**Task:**
Please pull out every line of the records that contains the string "roof", treating uppercase and lowercase as different.

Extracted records
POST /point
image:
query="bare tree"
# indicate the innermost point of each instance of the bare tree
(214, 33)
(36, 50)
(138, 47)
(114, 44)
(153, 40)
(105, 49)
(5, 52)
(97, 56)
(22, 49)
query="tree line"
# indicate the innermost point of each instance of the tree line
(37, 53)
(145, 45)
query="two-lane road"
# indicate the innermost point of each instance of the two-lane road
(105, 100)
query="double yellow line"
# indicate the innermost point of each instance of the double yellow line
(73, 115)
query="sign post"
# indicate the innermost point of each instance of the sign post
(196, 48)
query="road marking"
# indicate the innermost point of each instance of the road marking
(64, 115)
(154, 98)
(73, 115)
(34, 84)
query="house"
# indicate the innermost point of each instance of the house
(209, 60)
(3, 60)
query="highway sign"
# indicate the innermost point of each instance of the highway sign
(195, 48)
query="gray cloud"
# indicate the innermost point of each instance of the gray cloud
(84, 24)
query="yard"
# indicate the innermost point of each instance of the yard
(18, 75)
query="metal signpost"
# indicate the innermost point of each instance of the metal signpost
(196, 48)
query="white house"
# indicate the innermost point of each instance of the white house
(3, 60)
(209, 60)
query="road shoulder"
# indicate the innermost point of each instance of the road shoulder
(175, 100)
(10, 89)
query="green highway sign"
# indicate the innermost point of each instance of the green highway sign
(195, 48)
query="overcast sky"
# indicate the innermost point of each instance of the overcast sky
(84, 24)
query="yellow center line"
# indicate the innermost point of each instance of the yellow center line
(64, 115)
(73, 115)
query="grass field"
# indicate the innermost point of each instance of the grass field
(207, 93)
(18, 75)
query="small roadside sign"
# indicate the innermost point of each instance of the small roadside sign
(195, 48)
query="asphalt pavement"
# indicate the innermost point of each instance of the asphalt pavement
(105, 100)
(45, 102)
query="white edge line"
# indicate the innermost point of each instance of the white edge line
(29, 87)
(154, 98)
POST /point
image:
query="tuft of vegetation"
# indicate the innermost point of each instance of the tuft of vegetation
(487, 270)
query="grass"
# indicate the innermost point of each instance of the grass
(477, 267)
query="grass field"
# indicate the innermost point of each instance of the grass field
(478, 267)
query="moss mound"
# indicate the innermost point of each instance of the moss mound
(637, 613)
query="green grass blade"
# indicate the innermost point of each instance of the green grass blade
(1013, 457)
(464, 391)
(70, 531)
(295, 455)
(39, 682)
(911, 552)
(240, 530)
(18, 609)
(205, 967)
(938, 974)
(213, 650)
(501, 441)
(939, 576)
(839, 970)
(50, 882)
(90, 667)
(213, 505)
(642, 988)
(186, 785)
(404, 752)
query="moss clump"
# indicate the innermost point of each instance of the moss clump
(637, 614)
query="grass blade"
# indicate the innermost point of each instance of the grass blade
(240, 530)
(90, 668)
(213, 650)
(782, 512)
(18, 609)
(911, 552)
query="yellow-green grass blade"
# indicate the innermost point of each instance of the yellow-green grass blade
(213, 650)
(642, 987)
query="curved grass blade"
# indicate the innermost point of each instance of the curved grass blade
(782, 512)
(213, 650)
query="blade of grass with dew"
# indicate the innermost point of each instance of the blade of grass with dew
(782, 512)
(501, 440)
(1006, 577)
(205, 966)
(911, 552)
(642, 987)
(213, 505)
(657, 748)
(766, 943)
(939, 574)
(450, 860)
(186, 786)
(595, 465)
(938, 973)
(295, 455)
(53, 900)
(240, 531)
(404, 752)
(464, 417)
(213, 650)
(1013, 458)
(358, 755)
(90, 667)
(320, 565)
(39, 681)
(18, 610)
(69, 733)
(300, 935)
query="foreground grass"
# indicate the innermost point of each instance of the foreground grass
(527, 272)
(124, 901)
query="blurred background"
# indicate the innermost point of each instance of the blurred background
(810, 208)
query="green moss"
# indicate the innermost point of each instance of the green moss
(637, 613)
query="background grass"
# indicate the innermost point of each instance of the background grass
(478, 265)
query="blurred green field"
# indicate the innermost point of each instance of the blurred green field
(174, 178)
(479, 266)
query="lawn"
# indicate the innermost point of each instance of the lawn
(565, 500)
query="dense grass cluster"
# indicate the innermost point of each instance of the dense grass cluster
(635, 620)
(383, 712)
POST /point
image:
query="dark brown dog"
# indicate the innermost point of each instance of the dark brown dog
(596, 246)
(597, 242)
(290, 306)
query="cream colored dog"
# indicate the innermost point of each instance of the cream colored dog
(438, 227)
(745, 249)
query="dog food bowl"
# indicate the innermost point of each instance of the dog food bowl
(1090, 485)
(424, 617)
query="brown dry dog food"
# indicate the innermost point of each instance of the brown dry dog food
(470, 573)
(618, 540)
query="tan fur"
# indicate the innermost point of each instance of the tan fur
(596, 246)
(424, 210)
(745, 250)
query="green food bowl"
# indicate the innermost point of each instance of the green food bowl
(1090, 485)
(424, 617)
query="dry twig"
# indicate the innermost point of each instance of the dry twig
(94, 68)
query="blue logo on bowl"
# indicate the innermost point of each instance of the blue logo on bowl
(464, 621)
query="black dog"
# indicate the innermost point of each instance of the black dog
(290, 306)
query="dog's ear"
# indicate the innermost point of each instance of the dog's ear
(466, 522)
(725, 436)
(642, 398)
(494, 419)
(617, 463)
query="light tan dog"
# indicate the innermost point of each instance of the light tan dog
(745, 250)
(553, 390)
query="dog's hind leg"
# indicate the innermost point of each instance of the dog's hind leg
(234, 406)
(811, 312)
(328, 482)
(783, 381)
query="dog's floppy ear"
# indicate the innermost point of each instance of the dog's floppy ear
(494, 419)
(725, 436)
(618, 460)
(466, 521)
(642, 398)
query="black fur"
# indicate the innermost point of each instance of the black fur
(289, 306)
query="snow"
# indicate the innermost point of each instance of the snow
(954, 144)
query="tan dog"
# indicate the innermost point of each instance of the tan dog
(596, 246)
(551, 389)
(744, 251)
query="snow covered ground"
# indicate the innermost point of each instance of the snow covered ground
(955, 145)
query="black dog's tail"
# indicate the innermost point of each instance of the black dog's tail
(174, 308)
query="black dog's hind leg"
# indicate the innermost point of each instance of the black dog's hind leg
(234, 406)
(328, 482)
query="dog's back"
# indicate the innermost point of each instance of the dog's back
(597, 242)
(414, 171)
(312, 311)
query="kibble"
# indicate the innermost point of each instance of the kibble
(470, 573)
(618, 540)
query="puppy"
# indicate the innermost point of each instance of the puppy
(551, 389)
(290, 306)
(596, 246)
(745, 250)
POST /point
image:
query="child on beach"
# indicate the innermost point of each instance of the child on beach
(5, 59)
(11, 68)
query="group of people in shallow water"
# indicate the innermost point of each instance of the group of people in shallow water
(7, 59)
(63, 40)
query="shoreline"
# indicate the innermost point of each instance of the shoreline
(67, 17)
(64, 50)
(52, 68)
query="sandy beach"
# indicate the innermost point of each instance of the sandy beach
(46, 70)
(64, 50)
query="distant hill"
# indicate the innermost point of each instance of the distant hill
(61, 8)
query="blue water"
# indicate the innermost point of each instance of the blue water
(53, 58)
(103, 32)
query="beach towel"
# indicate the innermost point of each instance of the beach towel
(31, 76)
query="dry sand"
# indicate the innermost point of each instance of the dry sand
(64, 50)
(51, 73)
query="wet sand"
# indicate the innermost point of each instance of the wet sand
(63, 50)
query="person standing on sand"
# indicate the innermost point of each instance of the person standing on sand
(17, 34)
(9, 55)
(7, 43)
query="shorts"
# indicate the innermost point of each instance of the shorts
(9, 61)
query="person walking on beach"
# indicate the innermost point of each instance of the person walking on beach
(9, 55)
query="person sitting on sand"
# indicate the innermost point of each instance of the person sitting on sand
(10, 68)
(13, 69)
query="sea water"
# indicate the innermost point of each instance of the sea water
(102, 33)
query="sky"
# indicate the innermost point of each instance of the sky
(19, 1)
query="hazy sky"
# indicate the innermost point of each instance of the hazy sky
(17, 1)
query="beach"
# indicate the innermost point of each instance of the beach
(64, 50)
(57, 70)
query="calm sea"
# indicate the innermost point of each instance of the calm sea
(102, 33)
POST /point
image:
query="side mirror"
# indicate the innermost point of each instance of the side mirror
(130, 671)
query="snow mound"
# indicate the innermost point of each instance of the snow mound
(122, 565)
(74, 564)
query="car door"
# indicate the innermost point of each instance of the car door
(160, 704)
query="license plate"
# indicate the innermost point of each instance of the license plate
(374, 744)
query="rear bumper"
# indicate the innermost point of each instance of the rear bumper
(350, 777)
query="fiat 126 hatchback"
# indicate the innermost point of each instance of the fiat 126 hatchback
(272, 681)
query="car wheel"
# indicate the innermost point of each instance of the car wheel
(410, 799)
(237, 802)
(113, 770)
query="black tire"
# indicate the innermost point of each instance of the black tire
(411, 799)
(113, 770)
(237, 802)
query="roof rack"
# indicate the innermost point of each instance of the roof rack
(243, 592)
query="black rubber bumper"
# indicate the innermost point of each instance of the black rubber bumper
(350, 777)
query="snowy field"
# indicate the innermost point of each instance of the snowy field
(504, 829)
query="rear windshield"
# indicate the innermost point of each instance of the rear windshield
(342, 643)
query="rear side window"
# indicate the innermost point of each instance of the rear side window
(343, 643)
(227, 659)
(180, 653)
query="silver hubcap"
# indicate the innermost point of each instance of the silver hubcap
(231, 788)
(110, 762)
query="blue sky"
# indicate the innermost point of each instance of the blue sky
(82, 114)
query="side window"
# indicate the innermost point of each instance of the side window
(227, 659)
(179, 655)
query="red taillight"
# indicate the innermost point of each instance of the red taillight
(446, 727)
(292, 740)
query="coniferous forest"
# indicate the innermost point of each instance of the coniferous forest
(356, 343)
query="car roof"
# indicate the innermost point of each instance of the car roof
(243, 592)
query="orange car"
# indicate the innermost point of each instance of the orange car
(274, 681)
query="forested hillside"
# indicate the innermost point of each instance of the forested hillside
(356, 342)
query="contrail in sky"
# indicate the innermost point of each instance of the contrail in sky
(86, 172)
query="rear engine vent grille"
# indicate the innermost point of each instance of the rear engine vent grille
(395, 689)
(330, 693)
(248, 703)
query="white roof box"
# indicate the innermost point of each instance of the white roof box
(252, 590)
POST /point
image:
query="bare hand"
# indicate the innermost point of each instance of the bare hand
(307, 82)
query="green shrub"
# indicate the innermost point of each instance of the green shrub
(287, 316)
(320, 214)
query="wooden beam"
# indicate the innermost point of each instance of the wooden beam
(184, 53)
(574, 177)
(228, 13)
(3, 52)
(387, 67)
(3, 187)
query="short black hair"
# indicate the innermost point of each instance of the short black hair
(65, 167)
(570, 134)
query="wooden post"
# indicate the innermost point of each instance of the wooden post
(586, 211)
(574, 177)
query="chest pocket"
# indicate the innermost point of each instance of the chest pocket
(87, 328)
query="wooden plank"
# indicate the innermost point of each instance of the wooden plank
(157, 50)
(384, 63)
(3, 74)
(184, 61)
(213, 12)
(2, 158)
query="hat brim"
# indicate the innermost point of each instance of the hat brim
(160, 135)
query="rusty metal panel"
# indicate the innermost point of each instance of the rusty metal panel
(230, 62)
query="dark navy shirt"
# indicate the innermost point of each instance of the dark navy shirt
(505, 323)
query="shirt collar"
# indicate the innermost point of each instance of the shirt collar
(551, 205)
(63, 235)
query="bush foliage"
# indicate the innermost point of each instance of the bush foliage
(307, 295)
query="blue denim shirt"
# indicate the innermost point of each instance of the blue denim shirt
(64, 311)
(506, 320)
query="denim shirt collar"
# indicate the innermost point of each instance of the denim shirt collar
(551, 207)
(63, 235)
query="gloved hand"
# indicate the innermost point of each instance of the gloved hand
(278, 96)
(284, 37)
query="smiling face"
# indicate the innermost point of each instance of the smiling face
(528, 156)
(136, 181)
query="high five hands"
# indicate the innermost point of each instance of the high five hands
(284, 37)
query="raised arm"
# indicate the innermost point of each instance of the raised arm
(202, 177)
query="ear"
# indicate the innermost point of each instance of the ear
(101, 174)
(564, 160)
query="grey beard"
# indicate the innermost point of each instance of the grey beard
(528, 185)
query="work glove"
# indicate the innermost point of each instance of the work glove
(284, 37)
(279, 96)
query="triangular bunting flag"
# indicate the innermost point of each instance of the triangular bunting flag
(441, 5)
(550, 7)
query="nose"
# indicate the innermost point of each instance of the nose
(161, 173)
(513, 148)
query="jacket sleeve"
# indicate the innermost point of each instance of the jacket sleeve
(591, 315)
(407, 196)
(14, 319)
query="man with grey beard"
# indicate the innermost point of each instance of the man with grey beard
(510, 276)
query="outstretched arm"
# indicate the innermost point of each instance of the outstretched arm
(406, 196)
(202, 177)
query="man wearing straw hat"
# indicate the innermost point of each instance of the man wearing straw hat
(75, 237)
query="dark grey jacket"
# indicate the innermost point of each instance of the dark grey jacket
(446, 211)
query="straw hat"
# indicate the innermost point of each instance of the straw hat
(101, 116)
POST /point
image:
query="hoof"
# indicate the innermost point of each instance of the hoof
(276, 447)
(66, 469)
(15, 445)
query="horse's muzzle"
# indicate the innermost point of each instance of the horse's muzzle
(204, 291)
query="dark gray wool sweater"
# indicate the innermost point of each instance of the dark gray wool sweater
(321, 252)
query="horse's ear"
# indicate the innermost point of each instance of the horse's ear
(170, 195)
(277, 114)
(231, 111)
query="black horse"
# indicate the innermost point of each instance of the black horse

**Output below:**
query="roof rack"
# indicate the innermost point of each instance of the roof rack
query="car roof"
# indicate the innermost point of each instance of the car roof
query="white roof box"
# indicate the innermost point of each instance of the white roof box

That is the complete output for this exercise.